→ **INSTRUÇÕES**
A - No excerto sobre os salários da função pública, qual foi o último ano em que houve aumentos salariais?
B - Prossiga o excerto sobre os salários da função pública a partir da última frase apresentada.

→ **EXCERTO DO DOCUMENTO**
━━━━━━━━━━━━━━━━━━━━━━━━━━━━━━
Desde a entrada de Portugal na Comunidade Económica Europeia (em 1986) até 2009 os aumentos salariais na função pública, mais ou menos generalizados, eram uma constante. O ano de 2009 foi o último em que houve aumentos e 2010 marca o início de um longo calvário para os funcionários públicos confrontados com cortes nas remunerações e congelamento das progressões. Só em 2015, já sem a troika em Portugal, se iniciou a reversão dos cortes e em 2018 retomaram-se as progressões. Mas com as legislativas no horizonte, aumenta a pressão para que em 2019 seja retomada a actualização dos salários.

A dúvida que se coloca é se haverá margem para aumentos do próximo ano? Nesta segunda-feira o primeiro-ministro não fechou totalmente a porta a que isso aconteça, mas remeteu a discussão – seja ela qual for – para quadro do Orçamento do Estado para 2019.
━━━━━━━━━━━━━━━━━━━━━━━━━━━━━━
→ **DADOS FORNECIDOS**
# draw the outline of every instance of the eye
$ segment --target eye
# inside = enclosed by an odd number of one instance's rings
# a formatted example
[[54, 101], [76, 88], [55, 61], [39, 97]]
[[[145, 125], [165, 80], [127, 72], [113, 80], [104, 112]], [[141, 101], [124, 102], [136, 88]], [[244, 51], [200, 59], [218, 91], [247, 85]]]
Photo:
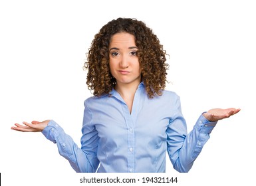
━━━━━━━━━━━━━━━━━━━━━━━━━━━━━━
→ **RESPOSTAS FINAIS**
A - 2009.

B -
No final da sessão de abertura do seminário dos cônsules honorários na Fundação do Oriente, em Lisboa, António Costa lembrou que já foram eliminados os cortes nos vencimentos, salvo aos titulares de cargos políticos, e que está a decorrer o descongelamento das carreiras. “Desde o início da legislatura, todos os anos os funcionários públicos têm visto a aumentar os seus rendimentos, e assim será para o ano, quanto mais não seja com a prossecução do processo do descongelamento das carreiras”, afirmou.

“Se será necessário ou se justificar outras formas, será discutido na altura própria, mas não vale a pena discutir já isso”, acrescentou, dizendo que, a seu tempo, o Governo “olhará para o Orçamento do Estado” para 2019, sendo “extemporâneo colocar-se em Abril de 2018” a questão.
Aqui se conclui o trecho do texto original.